Exercise objective:
Quote every item below word for word, omitting the pictures.

Supplied entries:
-*-*-
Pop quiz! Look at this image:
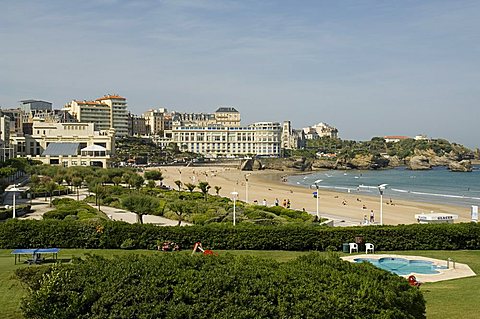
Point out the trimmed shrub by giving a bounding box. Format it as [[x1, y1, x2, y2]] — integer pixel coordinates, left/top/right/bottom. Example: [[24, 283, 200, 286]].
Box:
[[17, 253, 425, 319], [0, 220, 480, 251]]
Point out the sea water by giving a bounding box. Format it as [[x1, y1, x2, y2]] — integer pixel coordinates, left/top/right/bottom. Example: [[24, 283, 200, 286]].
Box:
[[288, 166, 480, 207]]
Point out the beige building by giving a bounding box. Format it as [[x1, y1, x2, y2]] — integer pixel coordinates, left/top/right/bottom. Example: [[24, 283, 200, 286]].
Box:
[[143, 108, 171, 136], [10, 121, 115, 167], [172, 122, 281, 157], [215, 106, 240, 127], [65, 95, 128, 137], [282, 121, 305, 150], [303, 122, 338, 140]]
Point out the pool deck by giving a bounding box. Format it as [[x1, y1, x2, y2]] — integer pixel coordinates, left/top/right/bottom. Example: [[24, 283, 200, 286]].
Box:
[[342, 254, 476, 282]]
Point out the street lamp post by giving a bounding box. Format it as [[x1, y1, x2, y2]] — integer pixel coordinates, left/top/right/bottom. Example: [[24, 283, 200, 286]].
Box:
[[358, 184, 388, 225], [245, 174, 250, 203], [5, 184, 20, 218], [230, 192, 238, 226], [313, 179, 323, 221], [378, 184, 388, 225]]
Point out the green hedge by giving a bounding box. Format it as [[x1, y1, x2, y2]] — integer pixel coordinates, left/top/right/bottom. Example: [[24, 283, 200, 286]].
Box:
[[16, 253, 425, 319], [43, 198, 106, 220], [0, 220, 480, 251]]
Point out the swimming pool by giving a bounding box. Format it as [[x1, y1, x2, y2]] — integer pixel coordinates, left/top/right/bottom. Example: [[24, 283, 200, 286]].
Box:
[[353, 257, 447, 276]]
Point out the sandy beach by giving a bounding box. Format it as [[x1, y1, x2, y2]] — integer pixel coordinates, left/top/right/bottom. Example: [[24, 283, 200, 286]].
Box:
[[154, 166, 470, 226]]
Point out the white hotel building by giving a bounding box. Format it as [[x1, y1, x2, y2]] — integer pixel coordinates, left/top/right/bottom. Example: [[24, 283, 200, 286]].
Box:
[[65, 95, 128, 137], [172, 122, 282, 157]]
-*-*-
Task result:
Pop quiz! Look at this image:
Point out the trimmed shrub by giving a bounding box. Format it as [[x1, y1, x2, y2]] — integer pixel coordinates, left/top/right/bottom. Example: [[24, 283, 200, 286]].
Box:
[[17, 253, 425, 319], [0, 220, 480, 251]]
Point out the sea water by giving a bounding box. Format it as [[x1, y1, x2, y2]] — integer pixel coordinates, left/top/right/bottom. Example: [[24, 283, 200, 286]].
Box:
[[288, 166, 480, 207]]
Point out the beige building by giving a bounding box. Format it as [[x1, y1, x2, y2]] — integer pixel coordinates, left/top/right/bottom. Example: [[24, 283, 200, 286]].
Box:
[[143, 108, 171, 136], [10, 121, 115, 167], [172, 122, 281, 157], [215, 106, 240, 127], [65, 95, 128, 137], [282, 121, 305, 150], [303, 122, 338, 140]]
Point out the pool deck by giving a bounding box. Format it as [[x1, y1, x2, y2]] — integer pixel coordinates, left/top/right/bottom. Example: [[24, 283, 200, 286]].
Box:
[[342, 254, 476, 282]]
Point out the street lamp post by giving a bounding box. Format it as [[x1, y1, x2, y2]] — integer pixel coordinates, left/top/right/bottom. Example: [[24, 283, 200, 286]].
Box:
[[358, 184, 388, 225], [245, 174, 250, 203], [5, 184, 20, 218], [230, 192, 238, 226], [313, 179, 323, 221], [378, 184, 388, 225]]
Point out the green hedge by giving a bounding box. Format it as [[x1, y1, x2, y2]] — integer pixel coordinates, left/top/right/bottom. Example: [[24, 283, 200, 286]].
Box:
[[16, 253, 425, 319], [43, 198, 106, 220], [0, 220, 480, 251]]
Point out the swimming pool by giving a bounding box. Format it as [[x1, y1, x2, y2]] — integer pixel coordinates, left/top/right/bottom. Example: [[24, 283, 200, 286]].
Box:
[[353, 257, 447, 276]]
Point out the sandy beach by giving a bounding box. Format it as [[x1, y1, x2, y2]] — integer pixel coordinates, left/top/right/bottom. Example: [[24, 283, 200, 286]].
Box:
[[154, 166, 470, 226]]
Point out the white hotel building by giving a bounding box. Format it as [[x1, y1, x2, y2]] — integer pixel coordinates, left/top/right/bottom. Example: [[24, 283, 200, 286]].
Box:
[[65, 95, 128, 137], [172, 122, 282, 157]]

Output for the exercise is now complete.